Detection annotation records:
^^^^^^^^

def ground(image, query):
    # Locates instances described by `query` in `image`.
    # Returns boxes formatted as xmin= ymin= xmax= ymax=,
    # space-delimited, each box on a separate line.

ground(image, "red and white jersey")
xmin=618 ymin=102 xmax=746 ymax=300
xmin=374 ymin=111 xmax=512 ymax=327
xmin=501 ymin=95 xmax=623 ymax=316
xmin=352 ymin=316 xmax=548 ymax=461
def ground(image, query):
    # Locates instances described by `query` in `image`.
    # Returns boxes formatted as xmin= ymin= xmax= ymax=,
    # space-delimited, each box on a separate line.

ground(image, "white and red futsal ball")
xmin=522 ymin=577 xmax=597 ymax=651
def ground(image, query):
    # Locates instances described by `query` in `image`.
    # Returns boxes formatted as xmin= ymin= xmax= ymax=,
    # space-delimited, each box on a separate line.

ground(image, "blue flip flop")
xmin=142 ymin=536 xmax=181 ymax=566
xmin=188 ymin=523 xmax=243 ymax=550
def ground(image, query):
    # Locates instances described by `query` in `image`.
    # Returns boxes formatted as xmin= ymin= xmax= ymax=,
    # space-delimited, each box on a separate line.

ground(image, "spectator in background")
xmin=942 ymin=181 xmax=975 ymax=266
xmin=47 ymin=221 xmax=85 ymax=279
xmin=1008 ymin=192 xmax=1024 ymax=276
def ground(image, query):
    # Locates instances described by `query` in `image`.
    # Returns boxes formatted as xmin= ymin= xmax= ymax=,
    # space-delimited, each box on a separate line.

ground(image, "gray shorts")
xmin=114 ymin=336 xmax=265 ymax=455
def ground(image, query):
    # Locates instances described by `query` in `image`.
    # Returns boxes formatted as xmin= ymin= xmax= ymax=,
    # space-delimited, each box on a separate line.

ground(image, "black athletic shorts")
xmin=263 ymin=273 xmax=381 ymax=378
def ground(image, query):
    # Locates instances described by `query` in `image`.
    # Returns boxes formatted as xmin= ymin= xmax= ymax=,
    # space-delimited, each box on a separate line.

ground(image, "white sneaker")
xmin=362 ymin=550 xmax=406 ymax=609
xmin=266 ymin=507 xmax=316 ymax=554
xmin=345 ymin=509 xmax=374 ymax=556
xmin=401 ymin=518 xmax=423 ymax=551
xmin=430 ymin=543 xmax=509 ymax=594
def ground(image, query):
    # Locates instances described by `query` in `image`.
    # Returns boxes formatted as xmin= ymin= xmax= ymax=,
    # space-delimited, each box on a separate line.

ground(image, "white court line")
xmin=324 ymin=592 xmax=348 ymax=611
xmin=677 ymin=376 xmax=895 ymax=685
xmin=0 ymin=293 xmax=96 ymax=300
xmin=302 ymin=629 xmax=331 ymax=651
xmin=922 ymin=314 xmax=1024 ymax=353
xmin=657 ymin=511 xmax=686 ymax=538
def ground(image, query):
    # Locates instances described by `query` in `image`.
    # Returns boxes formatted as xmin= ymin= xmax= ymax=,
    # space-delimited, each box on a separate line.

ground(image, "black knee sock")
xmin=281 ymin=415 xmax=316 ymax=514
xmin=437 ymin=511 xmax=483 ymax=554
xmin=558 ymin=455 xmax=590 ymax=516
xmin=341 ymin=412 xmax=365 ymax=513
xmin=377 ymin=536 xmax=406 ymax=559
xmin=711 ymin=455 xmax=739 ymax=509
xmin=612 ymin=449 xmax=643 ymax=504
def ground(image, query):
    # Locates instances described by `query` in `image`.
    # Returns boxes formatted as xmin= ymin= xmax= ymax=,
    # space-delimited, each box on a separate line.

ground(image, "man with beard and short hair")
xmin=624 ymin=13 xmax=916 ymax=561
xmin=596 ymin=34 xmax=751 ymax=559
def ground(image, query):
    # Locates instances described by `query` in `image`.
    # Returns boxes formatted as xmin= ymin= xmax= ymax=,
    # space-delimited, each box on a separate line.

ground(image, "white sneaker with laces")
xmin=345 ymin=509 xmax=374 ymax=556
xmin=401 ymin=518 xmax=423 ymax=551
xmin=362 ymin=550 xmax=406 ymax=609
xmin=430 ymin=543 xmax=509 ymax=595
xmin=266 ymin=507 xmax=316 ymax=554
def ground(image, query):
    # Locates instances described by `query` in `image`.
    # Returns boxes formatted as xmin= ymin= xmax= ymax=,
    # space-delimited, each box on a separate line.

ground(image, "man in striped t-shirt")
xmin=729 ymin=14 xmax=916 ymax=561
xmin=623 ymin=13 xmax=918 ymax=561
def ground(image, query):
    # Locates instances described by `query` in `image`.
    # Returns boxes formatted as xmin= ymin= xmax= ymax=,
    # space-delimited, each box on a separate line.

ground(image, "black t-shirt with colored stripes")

^^^^^^^^

> _What to do_: Arrange the lines of the records as a numbered list, from the start of the records through the line containing "xmin=352 ymin=316 xmax=548 ymax=461", leaving out any blank lines.

> _Written reply_:
1. def ground(image, query):
2.     # Locates instances described by `query` in `image`.
3.     # Returns boxes formatted as xmin= ymin= xmax= ymax=,
4.     # space-delimited, each box on a separate line.
5. ground(image, "red and white jersey")
6. xmin=618 ymin=102 xmax=746 ymax=300
7. xmin=374 ymin=111 xmax=512 ymax=327
8. xmin=501 ymin=95 xmax=623 ymax=316
9. xmin=352 ymin=316 xmax=548 ymax=461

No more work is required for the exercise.